Task to complete:
Write out everything from the start of the data down to and including the line that contains "[195,148,541,331]" as a JSON list of strings, one string per line, with blank lines omitted.

=== Data for the task ===

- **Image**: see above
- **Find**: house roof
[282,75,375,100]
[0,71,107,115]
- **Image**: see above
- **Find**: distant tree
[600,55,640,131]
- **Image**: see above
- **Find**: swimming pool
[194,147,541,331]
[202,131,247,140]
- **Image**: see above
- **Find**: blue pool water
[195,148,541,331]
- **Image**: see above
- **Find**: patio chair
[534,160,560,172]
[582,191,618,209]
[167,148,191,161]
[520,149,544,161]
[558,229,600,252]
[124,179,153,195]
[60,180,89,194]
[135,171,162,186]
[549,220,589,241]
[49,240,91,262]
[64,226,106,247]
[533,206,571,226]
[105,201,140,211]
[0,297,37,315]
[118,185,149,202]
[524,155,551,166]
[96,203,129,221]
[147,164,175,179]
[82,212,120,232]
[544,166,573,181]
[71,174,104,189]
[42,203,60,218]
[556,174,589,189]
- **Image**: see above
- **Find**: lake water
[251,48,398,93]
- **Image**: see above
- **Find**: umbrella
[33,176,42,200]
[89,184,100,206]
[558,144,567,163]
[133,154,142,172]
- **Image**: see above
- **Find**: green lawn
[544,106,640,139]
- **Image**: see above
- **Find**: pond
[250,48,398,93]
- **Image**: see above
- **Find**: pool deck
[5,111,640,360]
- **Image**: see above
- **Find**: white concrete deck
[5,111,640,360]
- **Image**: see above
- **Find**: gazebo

===

Response to the task:
[
  "- **Image**: see above",
  "- **Find**: house roof",
  "[282,75,375,100]",
  "[0,71,107,115]",
  "- **Image**: see above",
  "- **Find**: distant tree",
  "[600,55,640,131]",
  "- **Image**: see above",
  "- **Find**: swimming pool",
  "[194,147,541,331]",
  "[202,131,247,140]",
  "- **Image**: see above",
  "- **Find**: blue pool water",
  "[195,148,541,331]"
]